● HOW TO COMPLETE THIS TASK
Keep to one stretch of the data below, the lines from the one with "Target: valley floor" up to and including the one with "point: one pixel per instance, each like <point>388,813</point>.", and return that stretch exactly.

● GIVEN INFORMATION
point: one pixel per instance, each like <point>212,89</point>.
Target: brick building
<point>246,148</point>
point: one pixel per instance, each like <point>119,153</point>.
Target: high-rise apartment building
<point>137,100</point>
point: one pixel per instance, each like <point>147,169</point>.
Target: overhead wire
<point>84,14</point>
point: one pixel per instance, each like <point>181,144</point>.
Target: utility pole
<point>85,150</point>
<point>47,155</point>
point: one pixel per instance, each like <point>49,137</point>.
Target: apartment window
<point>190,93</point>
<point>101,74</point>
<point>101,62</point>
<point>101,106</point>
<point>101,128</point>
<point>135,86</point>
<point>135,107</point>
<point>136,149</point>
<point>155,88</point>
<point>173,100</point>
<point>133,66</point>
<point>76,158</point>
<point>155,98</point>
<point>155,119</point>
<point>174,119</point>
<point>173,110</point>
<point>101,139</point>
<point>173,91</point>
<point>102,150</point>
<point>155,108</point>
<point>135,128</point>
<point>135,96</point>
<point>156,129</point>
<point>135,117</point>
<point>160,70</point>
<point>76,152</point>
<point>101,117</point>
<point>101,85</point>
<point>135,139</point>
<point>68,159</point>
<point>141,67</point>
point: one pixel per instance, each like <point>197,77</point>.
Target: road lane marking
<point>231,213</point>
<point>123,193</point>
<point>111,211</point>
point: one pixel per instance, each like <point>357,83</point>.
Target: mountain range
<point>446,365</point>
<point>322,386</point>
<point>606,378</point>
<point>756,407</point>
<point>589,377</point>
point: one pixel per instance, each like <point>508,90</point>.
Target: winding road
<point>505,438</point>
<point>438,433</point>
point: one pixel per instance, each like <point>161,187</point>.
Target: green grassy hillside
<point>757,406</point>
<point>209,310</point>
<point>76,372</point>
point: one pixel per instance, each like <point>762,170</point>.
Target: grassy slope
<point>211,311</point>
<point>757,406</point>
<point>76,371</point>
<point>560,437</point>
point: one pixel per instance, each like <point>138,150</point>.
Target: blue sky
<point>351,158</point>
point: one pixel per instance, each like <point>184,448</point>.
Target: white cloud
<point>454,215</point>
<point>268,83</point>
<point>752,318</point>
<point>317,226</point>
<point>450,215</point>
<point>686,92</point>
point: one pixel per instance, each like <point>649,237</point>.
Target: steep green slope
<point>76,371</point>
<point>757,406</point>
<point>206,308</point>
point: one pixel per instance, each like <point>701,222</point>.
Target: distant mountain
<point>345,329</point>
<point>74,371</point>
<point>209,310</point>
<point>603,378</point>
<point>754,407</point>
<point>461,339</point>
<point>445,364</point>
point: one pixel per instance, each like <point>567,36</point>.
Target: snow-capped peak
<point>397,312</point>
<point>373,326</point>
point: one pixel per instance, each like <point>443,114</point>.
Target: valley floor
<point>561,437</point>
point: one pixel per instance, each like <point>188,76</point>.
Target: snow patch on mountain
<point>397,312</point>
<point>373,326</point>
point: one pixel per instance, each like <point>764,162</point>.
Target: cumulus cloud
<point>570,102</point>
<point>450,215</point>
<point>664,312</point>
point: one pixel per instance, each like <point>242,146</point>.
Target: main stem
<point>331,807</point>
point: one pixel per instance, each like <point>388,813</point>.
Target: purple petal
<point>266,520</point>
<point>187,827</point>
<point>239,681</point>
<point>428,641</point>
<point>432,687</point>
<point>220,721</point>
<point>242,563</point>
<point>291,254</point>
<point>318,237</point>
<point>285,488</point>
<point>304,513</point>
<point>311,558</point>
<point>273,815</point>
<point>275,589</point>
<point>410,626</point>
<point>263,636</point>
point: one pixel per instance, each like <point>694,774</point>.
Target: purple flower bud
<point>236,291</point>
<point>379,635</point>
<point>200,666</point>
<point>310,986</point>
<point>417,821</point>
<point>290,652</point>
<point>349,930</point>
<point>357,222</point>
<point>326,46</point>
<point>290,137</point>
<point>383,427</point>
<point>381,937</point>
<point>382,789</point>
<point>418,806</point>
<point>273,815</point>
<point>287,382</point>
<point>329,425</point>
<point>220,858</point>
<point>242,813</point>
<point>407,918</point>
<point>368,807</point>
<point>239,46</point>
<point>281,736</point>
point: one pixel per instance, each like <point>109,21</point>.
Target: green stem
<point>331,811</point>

● TASK ANSWER
Target: valley floor
<point>561,437</point>
point: one pixel per instance, each like <point>188,76</point>.
Target: snow patch on mountain
<point>397,312</point>
<point>373,326</point>
point: one pixel per instance, each like <point>764,162</point>.
Target: cumulus cloud
<point>570,102</point>
<point>450,215</point>
<point>664,312</point>
point: one pixel per instance, each like <point>242,146</point>.
Target: main stem
<point>331,807</point>
point: one pixel per instance, each like <point>388,813</point>.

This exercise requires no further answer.